* **WHAT TO DO**
All of the entries need to be copied character for character.

---

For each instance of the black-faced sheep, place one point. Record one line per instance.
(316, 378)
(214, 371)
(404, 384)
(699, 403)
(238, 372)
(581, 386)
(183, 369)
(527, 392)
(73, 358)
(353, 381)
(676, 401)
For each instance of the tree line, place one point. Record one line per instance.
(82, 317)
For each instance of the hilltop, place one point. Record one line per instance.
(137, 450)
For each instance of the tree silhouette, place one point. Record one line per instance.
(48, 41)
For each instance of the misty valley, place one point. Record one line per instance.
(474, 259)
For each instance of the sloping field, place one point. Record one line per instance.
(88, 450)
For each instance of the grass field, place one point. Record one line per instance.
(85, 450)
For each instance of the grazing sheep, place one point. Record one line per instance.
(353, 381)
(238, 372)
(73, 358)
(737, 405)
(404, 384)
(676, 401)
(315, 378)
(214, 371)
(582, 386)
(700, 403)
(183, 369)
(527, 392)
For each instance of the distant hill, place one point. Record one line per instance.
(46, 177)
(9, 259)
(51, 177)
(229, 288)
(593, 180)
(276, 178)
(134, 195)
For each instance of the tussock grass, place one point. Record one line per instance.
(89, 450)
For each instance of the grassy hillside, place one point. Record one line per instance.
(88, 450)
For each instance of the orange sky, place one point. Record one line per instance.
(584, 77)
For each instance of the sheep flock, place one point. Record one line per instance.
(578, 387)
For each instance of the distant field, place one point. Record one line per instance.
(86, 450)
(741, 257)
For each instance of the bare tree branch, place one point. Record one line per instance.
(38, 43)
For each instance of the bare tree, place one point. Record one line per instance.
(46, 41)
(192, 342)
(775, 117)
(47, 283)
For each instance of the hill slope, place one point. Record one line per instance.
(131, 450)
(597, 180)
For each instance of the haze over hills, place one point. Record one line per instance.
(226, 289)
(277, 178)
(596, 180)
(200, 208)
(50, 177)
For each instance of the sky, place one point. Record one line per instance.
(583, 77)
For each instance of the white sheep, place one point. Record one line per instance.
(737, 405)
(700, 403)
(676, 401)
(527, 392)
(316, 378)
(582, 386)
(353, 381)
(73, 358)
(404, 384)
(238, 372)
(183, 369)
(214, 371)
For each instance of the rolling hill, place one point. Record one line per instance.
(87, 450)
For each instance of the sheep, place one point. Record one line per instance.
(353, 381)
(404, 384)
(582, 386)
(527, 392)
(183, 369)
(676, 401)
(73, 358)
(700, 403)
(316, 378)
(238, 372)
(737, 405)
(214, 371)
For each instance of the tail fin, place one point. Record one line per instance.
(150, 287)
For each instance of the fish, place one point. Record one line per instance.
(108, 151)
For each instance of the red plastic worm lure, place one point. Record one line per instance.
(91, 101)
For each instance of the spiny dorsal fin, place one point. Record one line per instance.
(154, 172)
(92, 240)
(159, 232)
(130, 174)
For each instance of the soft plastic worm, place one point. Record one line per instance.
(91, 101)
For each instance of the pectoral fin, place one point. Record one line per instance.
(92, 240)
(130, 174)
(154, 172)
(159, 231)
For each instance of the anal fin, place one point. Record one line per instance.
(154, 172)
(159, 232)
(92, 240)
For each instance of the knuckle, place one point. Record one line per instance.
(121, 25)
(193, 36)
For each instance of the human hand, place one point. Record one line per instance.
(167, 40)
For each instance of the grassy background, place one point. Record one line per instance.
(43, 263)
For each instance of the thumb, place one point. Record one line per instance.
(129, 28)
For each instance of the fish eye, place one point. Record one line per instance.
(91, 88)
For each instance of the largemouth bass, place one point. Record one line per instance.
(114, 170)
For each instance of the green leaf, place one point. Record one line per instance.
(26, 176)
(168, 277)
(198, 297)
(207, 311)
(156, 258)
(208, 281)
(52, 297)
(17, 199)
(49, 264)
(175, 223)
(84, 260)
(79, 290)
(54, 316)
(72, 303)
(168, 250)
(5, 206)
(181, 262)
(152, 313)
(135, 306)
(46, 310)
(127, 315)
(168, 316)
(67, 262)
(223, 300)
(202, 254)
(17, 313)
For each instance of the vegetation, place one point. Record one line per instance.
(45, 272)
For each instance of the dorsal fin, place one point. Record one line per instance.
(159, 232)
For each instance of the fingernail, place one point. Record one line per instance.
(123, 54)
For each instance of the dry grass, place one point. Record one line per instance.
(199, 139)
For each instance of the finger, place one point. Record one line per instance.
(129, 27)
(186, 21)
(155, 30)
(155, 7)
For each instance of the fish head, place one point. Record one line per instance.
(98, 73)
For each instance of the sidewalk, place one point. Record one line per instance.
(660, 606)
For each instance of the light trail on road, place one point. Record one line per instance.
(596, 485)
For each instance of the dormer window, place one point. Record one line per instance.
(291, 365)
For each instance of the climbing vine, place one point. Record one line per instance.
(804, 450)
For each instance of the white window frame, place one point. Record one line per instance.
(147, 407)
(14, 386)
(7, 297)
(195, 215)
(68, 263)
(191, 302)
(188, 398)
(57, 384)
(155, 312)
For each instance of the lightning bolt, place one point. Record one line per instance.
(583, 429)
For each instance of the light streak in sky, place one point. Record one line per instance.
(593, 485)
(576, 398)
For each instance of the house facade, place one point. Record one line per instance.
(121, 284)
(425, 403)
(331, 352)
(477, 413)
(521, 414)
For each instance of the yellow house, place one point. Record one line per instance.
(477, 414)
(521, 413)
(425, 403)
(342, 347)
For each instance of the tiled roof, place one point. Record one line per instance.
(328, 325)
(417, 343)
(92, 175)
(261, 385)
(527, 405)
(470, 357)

---

* **TASK RESULT**
For each instance of the black-faced sheep, place one point. Record one line per instance.
(316, 378)
(214, 371)
(404, 384)
(699, 403)
(238, 372)
(581, 386)
(183, 369)
(527, 392)
(73, 358)
(353, 381)
(676, 401)
For each instance of the tree line, place one point. Record one line per instance.
(82, 317)
For each instance of the hilltop, place one point. Record one line per instance.
(137, 450)
For each instance of the tree silhouette, place one point. Record one line per instance.
(48, 41)
For each instance of the misty valley, place one point. Record one line per instance.
(474, 259)
For each instance of the sloping field, place one point. Record one line per instance.
(88, 450)
For each instance of the grass field, place one point. Record one line per instance.
(85, 450)
For each instance of the grazing sheep, place one point. Record one line per instance.
(353, 381)
(238, 372)
(73, 358)
(737, 405)
(404, 384)
(676, 401)
(315, 378)
(214, 371)
(582, 386)
(700, 403)
(183, 369)
(527, 392)
For each instance of the distant hill, place one point. Record one line per instance.
(46, 177)
(9, 259)
(51, 177)
(229, 288)
(593, 180)
(276, 178)
(134, 195)
For each instance of the tussock grass, place one point. Record one line per instance.
(89, 450)
For each instance of the grassy hillside, place one point. Record one line per instance.
(88, 450)
For each instance of the orange sky, place one point. Record one line per instance.
(584, 77)
For each instance of the sheep flock, place one point. Record one line per instance.
(578, 387)
For each instance of the distant field, place one point. Record one line per instance.
(86, 450)
(741, 257)
For each instance of the bare tree branch, place one point. Record one line per instance.
(38, 43)
For each instance of the bare tree, place one point. Record one line per instance.
(46, 41)
(192, 342)
(775, 117)
(47, 283)
For each instance of the hill slope, place one point. Record one line per instance.
(131, 450)
(597, 180)
For each instance of the haze over hills, place one point. Record one line per instance.
(226, 289)
(277, 178)
(596, 180)
(200, 208)
(50, 177)
For each instance of the sky, place one point. Record one line per instance.
(583, 77)
For each instance of the white sheep, place one point. Record one line per instance.
(737, 405)
(700, 403)
(676, 401)
(527, 392)
(316, 378)
(582, 386)
(353, 381)
(73, 358)
(404, 384)
(238, 372)
(183, 369)
(214, 371)
For each instance of the rolling hill, place one point. Record one line per instance.
(87, 450)
For each instance of the sheep, place one point. Record one line per instance.
(353, 381)
(404, 384)
(582, 386)
(527, 392)
(183, 369)
(676, 401)
(73, 358)
(700, 403)
(316, 378)
(238, 372)
(737, 405)
(214, 371)
For each instance of the tail fin, place one point. Record one line per instance.
(150, 287)
For each instance of the fish, place one point. Record one line per instance.
(108, 151)
For each instance of the red plastic worm lure, place one point. Record one line per instance.
(91, 101)
For each instance of the spiny dorsal fin, place one point. Record one line per instance.
(154, 172)
(92, 240)
(159, 232)
(130, 174)
For each instance of the soft plastic worm, place one point. Record one line per instance.
(91, 101)
For each instance of the pectoral fin, place one point. Record one line per instance.
(92, 240)
(130, 174)
(154, 172)
(159, 231)
For each instance of the anal fin, place one point. Record one line per instance.
(154, 172)
(159, 232)
(92, 240)
For each instance of the knuckle, place one point. Record one line per instance.
(121, 25)
(193, 36)
For each instance of the human hand, place one point. Record one line per instance.
(167, 40)
For each instance of the grassy background, place one point. Record one line per instance.
(43, 263)
For each instance of the thumb, place one point. Record one line per instance.
(129, 28)
For each instance of the fish eye, place one point. Record one line per instance.
(91, 88)
For each instance of the largemouth bass, place one point. Record one line per instance.
(114, 170)
For each instance of the green leaf, place one point. Record one line per instance.
(26, 176)
(168, 277)
(198, 297)
(207, 311)
(156, 258)
(208, 281)
(52, 297)
(17, 199)
(49, 264)
(175, 223)
(84, 260)
(79, 290)
(54, 316)
(72, 303)
(168, 250)
(5, 206)
(181, 262)
(152, 313)
(135, 306)
(46, 310)
(127, 315)
(168, 316)
(67, 262)
(223, 300)
(202, 254)
(17, 313)
For each instance of the vegetation, place one point. Record one line per instance.
(45, 272)
For each instance of the dorsal fin, place one point. Record one line per instance.
(159, 232)
For each instance of the fingernail, place one point. Record one line per instance.
(123, 54)
For each instance of the dry grass, place one point. Record one line per instance.
(199, 139)
For each instance of the finger, place one point. Record one line per instance.
(129, 27)
(186, 21)
(155, 30)
(155, 7)
For each instance of the fish head, place one point. Record one line per instance.
(98, 73)
For each instance of the sidewalk, place one point. Record one line per instance.
(660, 606)
For each instance of the light trail on road, place one point. Record one line per instance.
(596, 485)
For each instance of the dormer window, place one point. Record one line per instance.
(291, 365)
For each instance of the climbing vine, place one point. Record one line per instance.
(804, 450)
For each instance of the white window frame, place one point. Record one line per instance.
(147, 407)
(14, 386)
(7, 297)
(195, 215)
(68, 263)
(191, 302)
(188, 398)
(57, 384)
(155, 312)
For each instance of the lightning bolt, place one point. Record one line per instance.
(583, 429)
For each instance of the light streak in sky, place one point. Record one line per instance.
(593, 485)
(576, 398)
For each instance of the house facade, place one point. Record one line per instance.
(121, 284)
(425, 403)
(331, 352)
(477, 413)
(521, 414)
For each instance of the yellow house, place one point. Record one line per instance.
(477, 414)
(521, 413)
(425, 403)
(342, 347)
For each instance of the tiled roof, place one point. Record one line per instance.
(328, 325)
(417, 343)
(92, 175)
(261, 385)
(527, 405)
(470, 357)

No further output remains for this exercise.